WRITTEN REQUEST 1: In the news transcript about Donald Trump's remarks on the Tulsa shooting, who introduced Trump at the pastors' conference?
WRITTEN REQUEST 2: List every person named in the news transcript about Donald Trump's remarks on the Tulsa shooting.
WRITTEN REQUEST 3: Continue the news transcript about Donald Trump's remarks on the Tulsa shooting from its last sentence.

PAGE EXTRACT:
And a warning: It includes language that may be offensive.

JOHN YANG: Donald Trump, the self-proclaimed law and order candidate, raised questions today about the actions of a white police officer whose shooting of an unarmed black man last week is being investigated by the Justice Department.

DONALD TRUMP (R), Presidential Nominee: I watched the shooting, in particular, in Tulsa, and that man was hands up. That man went to the car, hands up, put his hand on the car. I mean, to me, it looked like he did everything you’re supposed to do.

And this young officer, I don’t know what she was thinking. I don’t know what she was thinking. But I’m very, very troubled by that.

JOHN YANG: Trump was speaking during a conference of pastors at a black church in a Cleveland suburb. He was introduced by boxing promoter Don King. King recalled counseling Michael Jackson about the realities of how blacks are viewed in America, and appeared to accidentally use the N-word.

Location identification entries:
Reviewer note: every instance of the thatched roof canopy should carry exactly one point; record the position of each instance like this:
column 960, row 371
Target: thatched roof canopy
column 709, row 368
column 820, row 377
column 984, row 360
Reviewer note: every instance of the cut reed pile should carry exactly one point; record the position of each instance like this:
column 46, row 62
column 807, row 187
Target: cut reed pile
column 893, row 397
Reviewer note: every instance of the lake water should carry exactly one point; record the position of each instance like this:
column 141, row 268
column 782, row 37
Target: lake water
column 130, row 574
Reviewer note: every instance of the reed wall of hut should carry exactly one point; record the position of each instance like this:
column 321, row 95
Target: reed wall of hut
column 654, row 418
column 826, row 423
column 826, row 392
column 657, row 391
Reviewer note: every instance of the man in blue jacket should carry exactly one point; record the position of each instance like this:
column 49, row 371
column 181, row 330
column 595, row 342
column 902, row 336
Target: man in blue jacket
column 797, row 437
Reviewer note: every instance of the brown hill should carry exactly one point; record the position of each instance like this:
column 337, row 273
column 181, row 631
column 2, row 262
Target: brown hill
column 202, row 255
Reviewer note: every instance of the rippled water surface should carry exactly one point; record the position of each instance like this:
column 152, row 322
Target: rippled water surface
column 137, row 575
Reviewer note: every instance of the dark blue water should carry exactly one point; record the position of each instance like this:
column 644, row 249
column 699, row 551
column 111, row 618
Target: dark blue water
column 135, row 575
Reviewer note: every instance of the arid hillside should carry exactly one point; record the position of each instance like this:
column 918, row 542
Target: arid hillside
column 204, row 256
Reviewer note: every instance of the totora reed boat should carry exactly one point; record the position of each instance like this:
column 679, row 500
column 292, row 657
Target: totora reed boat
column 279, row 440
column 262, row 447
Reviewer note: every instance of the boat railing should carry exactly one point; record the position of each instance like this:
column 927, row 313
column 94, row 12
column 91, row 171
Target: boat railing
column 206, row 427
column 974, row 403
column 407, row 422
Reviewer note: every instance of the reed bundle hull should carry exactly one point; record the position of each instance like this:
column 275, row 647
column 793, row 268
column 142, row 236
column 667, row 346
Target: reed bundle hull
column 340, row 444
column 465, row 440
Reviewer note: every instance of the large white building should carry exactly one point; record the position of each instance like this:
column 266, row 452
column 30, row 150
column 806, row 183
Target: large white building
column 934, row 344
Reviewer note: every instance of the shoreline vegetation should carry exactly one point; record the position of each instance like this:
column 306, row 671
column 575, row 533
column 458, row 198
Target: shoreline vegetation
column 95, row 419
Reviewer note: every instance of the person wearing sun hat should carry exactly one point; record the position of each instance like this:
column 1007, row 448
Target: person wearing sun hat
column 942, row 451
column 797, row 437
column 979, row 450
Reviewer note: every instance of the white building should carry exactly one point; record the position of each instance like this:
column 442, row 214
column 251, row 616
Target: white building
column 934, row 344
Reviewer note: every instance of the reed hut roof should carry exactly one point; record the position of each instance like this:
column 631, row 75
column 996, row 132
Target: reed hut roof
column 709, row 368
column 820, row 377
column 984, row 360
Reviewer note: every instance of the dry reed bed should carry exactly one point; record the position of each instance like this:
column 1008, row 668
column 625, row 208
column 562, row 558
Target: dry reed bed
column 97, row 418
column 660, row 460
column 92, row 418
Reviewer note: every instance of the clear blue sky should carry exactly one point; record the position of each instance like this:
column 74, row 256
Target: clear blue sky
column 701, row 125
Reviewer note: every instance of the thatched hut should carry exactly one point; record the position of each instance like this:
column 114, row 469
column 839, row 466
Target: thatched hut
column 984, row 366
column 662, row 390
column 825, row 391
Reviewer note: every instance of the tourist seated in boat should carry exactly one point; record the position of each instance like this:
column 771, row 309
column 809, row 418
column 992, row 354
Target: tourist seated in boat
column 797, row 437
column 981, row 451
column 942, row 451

WRITTEN RESPONSE 1: Boxing promoter Don King introduced him.

WRITTEN RESPONSE 2: John Yang, Donald Trump, Don King, Michael Jackson

WRITTEN RESPONSE 3:
DON KING, Boxing Promoter: if you are rich, you are a rich Negro. If you are intelligent, intellectual, you’re an intellectual Negro. If you are a dancing and sliding and gliding n—– I mean Negro.


DON KING: You are a dancing and sliding and gliding Negro. So dare not alienate because you cannot assimilate.

JOHN YANG: In a town hall airing tonight on FOX News, Trump said he wants to see more use of stop and frisk, a practice a federal judge has called unconstitutional.

HILLARY CLINTON (D), Presidential Nominee: Hello, Orlando!

JOHN YANG: In Orlando, Hillary Clinton also weighed in on race and policing.

HILLARY CLINTON: We have two more names to add to a list of African-Americans killed by police officers in these encounters. It’s unbearable. And it needs to become intolerable.

We need to come together, work together, white, black, Latino, Asian, all of us, to turn the tide, stop the violence, build the trust.


JOHN YANG: As the campaign heads into the homestretch, Clinton has a big financial advantage over Trump. In August, she raised $60 million, her biggest one-month haul yet.

Trump raised just over $40 million. Much of Clinton’s money has been going into TV ads. Since mid-August, according to one analysis, Clinton has outspent Trump on TV by more than 2-1.

For the “PBS NewsHour,” I’m John Yang.